Data items
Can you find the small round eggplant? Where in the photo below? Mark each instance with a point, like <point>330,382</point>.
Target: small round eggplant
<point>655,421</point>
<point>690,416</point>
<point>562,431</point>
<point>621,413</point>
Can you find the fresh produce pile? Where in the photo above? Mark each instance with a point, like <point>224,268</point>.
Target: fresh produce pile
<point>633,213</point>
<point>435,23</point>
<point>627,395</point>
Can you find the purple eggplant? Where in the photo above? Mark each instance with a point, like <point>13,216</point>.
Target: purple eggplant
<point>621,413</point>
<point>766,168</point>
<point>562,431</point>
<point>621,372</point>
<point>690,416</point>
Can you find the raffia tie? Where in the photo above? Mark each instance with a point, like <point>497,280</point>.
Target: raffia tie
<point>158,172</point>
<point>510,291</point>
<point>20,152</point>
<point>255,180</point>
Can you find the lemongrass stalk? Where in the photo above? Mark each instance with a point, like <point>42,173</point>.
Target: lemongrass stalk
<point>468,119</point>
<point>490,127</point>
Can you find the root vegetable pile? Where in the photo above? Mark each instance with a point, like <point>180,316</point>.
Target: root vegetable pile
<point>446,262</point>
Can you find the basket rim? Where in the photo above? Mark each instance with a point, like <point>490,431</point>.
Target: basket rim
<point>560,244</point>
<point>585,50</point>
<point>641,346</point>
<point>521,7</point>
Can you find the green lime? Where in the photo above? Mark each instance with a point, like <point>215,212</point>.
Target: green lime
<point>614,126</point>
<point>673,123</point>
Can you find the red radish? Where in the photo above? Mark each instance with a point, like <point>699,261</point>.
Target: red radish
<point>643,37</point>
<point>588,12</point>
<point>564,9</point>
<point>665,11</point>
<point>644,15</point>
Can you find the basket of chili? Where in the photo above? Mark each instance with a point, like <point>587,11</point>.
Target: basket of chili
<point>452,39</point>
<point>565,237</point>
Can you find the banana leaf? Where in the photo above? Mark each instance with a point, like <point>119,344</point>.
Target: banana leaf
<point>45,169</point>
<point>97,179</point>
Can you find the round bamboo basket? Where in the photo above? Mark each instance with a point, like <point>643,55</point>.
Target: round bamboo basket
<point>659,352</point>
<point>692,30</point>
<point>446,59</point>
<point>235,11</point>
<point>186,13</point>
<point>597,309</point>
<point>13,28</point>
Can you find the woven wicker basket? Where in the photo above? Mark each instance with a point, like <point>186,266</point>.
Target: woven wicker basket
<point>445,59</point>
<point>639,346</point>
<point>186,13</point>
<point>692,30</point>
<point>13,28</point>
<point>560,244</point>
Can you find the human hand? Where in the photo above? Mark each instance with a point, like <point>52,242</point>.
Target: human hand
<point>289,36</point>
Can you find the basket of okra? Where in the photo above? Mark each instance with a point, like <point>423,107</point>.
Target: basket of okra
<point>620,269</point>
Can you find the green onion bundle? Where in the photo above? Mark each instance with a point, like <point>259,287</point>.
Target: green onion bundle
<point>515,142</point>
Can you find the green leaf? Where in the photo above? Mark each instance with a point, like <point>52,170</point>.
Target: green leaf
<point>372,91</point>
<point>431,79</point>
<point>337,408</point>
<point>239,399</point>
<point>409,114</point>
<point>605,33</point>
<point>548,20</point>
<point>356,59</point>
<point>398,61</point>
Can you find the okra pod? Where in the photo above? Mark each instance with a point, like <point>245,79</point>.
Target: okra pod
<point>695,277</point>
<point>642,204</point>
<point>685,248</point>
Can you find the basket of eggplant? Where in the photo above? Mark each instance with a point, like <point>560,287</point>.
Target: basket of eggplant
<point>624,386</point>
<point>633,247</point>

**Aim**:
Format every line of the material above as a JSON list of strings, one string per line, leaving out any blank lines.

**Answer to the exercise**:
[
  "Can you find the small round eggplant? Where in the photo below? Mark each instance with a point, like <point>330,382</point>.",
  "Target: small round eggplant",
  "<point>655,421</point>",
  "<point>690,416</point>",
  "<point>562,431</point>",
  "<point>621,413</point>",
  "Can you find the fresh produce pile? Where in the photo above? Mark each instance with a point, like <point>224,268</point>.",
  "Target: fresh produce pile",
  "<point>633,213</point>",
  "<point>435,23</point>",
  "<point>627,395</point>",
  "Can you find the purple eggplant? Where in the photo above? Mark each instance with a point, like <point>13,216</point>.",
  "Target: purple eggplant",
  "<point>621,413</point>",
  "<point>766,168</point>",
  "<point>562,431</point>",
  "<point>621,372</point>",
  "<point>690,416</point>",
  "Can you find the raffia tie? Where in the photo above? Mark each instance with a point, like <point>497,280</point>.",
  "Target: raffia tie",
  "<point>158,172</point>",
  "<point>510,291</point>",
  "<point>20,152</point>",
  "<point>255,180</point>",
  "Can you find the lemongrass stalk? Where in the photo above? Mark each instance with a point, like <point>42,173</point>.",
  "Target: lemongrass stalk",
  "<point>468,119</point>",
  "<point>490,127</point>",
  "Can you find the root vegetable pile? Where in the photo above? Mark each instance with a point, like <point>180,316</point>.",
  "Target: root vegetable pile",
  "<point>446,262</point>",
  "Can you find the basket rim? Where in the photo above? Mark each instance with a point, like <point>490,431</point>.",
  "Target: basket rim",
  "<point>560,244</point>",
  "<point>585,50</point>",
  "<point>641,346</point>",
  "<point>521,7</point>",
  "Can you find the green lime? Where in the photo above? Mark each instance with a point, like <point>215,212</point>.",
  "Target: green lime",
  "<point>614,126</point>",
  "<point>673,123</point>",
  "Can you find the red radish? Where in the photo above? Mark each instance with a point, like <point>699,261</point>.",
  "Target: red radish",
  "<point>643,37</point>",
  "<point>588,12</point>",
  "<point>564,9</point>",
  "<point>665,11</point>",
  "<point>644,15</point>",
  "Can you find the basket of chili? Where in the photo above? Mark each instance with a point, like <point>587,11</point>.",
  "Target: basket of chili",
  "<point>452,39</point>",
  "<point>565,237</point>",
  "Can you find the banana leaf? Where in the photo above? Mark each instance with a point, like <point>119,344</point>.",
  "Target: banana leaf",
  "<point>45,169</point>",
  "<point>97,179</point>",
  "Can you find the round bamboo basket? Where in the photo above? Mark each instance with a point, like <point>643,55</point>.",
  "Target: round bamboo basket",
  "<point>659,352</point>",
  "<point>692,30</point>",
  "<point>446,59</point>",
  "<point>235,11</point>",
  "<point>186,13</point>",
  "<point>597,309</point>",
  "<point>13,28</point>",
  "Can you find the woven wicker basket? Where in the photo above? Mark each instance with a point, like <point>186,266</point>.",
  "Target: woven wicker basket",
  "<point>445,59</point>",
  "<point>639,346</point>",
  "<point>186,13</point>",
  "<point>692,30</point>",
  "<point>13,28</point>",
  "<point>560,244</point>",
  "Can you find the human hand? Where in the photo above? Mark each instance with a point, like <point>52,242</point>.",
  "Target: human hand",
  "<point>289,36</point>",
  "Can you find the basket of okra? Where in the photo above? Mark each instance with a point, like <point>423,107</point>.",
  "Target: basket of okra",
  "<point>620,269</point>",
  "Can you find the green onion bundle? Where in the photo above? Mark each instance with a point, like <point>259,287</point>.",
  "Target: green onion bundle",
  "<point>515,142</point>",
  "Can you find the green leaf? Where in the photo above? Mark each instance with a point, like <point>52,170</point>.",
  "Target: green leaf",
  "<point>372,91</point>",
  "<point>431,79</point>",
  "<point>337,408</point>",
  "<point>239,399</point>",
  "<point>409,114</point>",
  "<point>605,33</point>",
  "<point>548,20</point>",
  "<point>356,59</point>",
  "<point>398,61</point>",
  "Can you find the okra pod? Where in the photo above? Mark each instance with a point, like <point>245,79</point>.",
  "Target: okra pod",
  "<point>695,277</point>",
  "<point>642,204</point>",
  "<point>685,248</point>",
  "Can you find the basket of eggplant? Where in the photo above? Mark each instance with a point, like <point>560,287</point>.",
  "Target: basket of eggplant",
  "<point>624,386</point>",
  "<point>633,247</point>"
]